(ABOUT THIS TASK): Can you repeat the rows from the start through the line containing "positive clicks: (200, 189) (254, 182)", swapping "rough mask" for "coarse mask" and leaving everything else unchanged?

(Dataset entries)

%%

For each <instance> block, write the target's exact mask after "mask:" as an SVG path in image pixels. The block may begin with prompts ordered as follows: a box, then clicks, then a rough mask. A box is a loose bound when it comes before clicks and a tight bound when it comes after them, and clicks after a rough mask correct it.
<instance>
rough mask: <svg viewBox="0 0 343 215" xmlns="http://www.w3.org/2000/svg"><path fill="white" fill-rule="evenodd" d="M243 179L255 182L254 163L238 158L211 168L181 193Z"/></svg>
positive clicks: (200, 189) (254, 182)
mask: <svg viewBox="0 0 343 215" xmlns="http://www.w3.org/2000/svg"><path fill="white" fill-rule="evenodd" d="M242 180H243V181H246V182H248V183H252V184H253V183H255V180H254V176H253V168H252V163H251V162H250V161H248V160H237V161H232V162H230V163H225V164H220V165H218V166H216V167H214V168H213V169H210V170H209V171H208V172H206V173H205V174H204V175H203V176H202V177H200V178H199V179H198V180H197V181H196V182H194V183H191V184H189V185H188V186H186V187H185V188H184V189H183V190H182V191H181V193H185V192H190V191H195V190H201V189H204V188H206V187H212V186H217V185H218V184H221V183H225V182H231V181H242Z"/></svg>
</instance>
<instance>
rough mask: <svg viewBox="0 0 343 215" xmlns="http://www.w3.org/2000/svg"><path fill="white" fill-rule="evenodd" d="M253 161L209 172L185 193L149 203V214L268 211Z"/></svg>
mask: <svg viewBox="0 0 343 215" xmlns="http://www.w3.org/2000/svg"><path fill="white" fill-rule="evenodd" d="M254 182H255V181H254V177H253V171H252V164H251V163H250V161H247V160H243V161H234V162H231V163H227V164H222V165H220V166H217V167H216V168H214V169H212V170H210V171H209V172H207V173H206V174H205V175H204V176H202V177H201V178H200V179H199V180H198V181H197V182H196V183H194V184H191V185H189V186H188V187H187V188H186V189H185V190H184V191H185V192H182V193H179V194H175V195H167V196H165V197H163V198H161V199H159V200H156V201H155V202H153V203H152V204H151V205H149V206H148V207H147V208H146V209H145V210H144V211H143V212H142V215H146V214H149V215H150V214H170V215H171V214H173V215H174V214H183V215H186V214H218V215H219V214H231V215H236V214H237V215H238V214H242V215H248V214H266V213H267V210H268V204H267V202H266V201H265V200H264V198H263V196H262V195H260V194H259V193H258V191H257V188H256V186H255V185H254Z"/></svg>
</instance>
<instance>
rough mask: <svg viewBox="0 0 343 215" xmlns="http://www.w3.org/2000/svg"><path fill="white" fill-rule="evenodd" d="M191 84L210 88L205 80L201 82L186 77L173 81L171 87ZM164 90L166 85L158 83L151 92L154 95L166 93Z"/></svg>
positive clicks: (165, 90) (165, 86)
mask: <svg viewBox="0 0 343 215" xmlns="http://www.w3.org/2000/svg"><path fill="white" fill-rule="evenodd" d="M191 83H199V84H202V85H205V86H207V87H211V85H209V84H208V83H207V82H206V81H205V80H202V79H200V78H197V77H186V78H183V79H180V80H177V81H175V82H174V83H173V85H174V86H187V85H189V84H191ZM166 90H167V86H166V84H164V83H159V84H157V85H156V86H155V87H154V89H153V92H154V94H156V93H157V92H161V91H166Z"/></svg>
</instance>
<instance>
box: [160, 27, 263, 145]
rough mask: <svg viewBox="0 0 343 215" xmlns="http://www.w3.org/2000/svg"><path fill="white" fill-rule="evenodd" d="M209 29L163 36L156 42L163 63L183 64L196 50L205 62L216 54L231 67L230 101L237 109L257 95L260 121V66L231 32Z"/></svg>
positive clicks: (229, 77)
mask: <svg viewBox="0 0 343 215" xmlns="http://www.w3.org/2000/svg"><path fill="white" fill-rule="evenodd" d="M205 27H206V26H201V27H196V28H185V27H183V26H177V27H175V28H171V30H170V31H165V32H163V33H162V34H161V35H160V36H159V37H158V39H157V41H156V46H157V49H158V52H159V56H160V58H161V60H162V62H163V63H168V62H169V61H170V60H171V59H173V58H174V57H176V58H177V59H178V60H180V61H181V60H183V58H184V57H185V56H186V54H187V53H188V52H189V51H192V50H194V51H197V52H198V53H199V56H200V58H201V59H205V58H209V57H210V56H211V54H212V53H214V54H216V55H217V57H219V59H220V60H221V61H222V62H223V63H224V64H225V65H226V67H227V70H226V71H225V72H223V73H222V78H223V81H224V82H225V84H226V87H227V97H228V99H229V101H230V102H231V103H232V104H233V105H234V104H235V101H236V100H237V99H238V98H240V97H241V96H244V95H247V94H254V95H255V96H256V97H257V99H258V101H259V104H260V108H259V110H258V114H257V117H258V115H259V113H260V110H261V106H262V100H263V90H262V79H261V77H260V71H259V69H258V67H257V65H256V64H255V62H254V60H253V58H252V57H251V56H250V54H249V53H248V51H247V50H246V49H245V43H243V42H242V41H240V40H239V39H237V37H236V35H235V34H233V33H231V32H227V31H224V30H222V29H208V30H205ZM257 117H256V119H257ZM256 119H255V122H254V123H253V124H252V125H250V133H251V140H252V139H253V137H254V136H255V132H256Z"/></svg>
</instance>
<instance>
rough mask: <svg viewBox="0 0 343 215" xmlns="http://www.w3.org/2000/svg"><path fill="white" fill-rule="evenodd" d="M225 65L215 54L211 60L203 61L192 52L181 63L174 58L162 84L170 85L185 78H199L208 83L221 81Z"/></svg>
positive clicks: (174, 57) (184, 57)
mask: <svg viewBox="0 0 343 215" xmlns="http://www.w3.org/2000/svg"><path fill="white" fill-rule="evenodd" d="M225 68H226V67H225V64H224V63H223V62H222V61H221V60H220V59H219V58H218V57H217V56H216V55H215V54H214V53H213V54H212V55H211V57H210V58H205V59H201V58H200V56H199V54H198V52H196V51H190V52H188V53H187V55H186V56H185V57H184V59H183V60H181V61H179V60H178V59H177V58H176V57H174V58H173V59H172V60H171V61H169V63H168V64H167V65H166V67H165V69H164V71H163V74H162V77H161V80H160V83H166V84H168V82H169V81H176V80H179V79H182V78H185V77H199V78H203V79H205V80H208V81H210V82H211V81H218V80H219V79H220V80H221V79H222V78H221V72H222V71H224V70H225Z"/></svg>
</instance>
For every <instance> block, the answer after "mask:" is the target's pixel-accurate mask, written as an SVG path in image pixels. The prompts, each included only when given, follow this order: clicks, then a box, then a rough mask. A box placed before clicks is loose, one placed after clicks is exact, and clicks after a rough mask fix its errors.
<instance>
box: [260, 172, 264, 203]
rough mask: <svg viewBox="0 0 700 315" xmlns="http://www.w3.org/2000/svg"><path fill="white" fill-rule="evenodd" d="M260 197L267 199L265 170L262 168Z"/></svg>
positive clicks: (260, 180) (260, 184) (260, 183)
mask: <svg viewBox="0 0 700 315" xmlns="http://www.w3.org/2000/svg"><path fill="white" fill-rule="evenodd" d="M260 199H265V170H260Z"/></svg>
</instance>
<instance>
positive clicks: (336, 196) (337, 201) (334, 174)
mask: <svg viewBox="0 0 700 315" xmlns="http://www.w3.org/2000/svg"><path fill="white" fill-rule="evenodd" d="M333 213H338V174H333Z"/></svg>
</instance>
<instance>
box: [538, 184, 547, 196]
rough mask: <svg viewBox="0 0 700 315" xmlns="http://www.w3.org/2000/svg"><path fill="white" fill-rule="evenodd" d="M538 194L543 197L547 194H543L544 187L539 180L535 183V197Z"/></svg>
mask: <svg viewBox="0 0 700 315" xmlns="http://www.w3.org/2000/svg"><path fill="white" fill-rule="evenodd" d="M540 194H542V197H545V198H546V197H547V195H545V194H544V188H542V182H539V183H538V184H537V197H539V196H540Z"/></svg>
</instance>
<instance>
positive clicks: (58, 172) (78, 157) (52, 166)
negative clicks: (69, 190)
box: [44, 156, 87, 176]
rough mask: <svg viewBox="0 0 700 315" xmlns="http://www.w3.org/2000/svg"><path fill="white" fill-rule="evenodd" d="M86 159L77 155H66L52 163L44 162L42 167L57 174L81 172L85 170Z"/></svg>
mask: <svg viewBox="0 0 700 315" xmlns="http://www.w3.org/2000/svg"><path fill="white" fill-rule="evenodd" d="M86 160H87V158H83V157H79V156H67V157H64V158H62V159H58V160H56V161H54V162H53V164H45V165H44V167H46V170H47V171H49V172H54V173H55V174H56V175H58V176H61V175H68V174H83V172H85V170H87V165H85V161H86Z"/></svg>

%%

(RESPONSE TO THIS EXERCISE):
For each <instance> block, write the target's exact mask after "mask:" as an SVG path in image pixels. The block may begin with prompts ordered as follows: a box, then clicks, then a coarse mask. A box is a loose bound when it comes before clicks and a tight bound when it comes after them, and clicks after a coarse mask correct it.
<instance>
coarse mask: <svg viewBox="0 0 343 215" xmlns="http://www.w3.org/2000/svg"><path fill="white" fill-rule="evenodd" d="M243 179L255 182L254 163L238 158L211 168L181 193Z"/></svg>
positive clicks: (200, 189) (254, 182)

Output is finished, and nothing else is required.